#### [EXERCISE AIM]
Reproduce all of the material below word for word, but leave out the pictures.

#### [DATA LINES]
----------------------------------------
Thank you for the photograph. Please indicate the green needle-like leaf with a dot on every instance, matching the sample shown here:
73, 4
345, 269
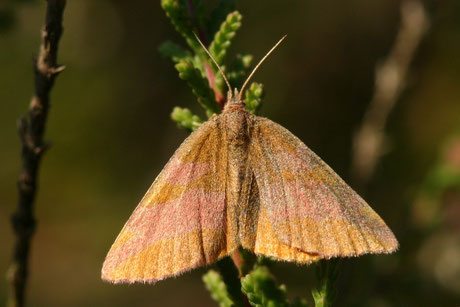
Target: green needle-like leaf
223, 37
186, 119
253, 97
261, 289
199, 86
326, 273
174, 51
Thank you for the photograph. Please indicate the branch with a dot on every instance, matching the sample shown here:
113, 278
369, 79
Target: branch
390, 78
31, 129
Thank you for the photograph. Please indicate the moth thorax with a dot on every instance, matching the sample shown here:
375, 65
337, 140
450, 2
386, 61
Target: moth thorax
237, 127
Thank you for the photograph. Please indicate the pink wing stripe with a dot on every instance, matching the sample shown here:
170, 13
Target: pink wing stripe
184, 173
196, 209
----------------------------------------
#### [ANSWER]
Thank you for the photograph. Please indicate the green needle-like leaf with a dot on every instance, matching the sample shown here:
73, 4
345, 269
Target: green needle-like leaf
223, 37
186, 119
253, 97
261, 289
199, 86
326, 273
174, 51
Thank you for the photograph. Please indicate the branch with a dot on every instance, matching the sample shown here:
113, 278
369, 79
Target: branch
390, 78
31, 129
Thank you for the photograph. Please indicate the moth thorax with a dot on every instance, matching the sample shown here:
375, 65
337, 140
450, 2
386, 61
Target: moth thorax
237, 127
Thank you for the photograph. Please indicate the pink wing stripe with a dot on every instance, matching the sample shown here:
170, 13
Target: pink wing stripe
184, 173
196, 209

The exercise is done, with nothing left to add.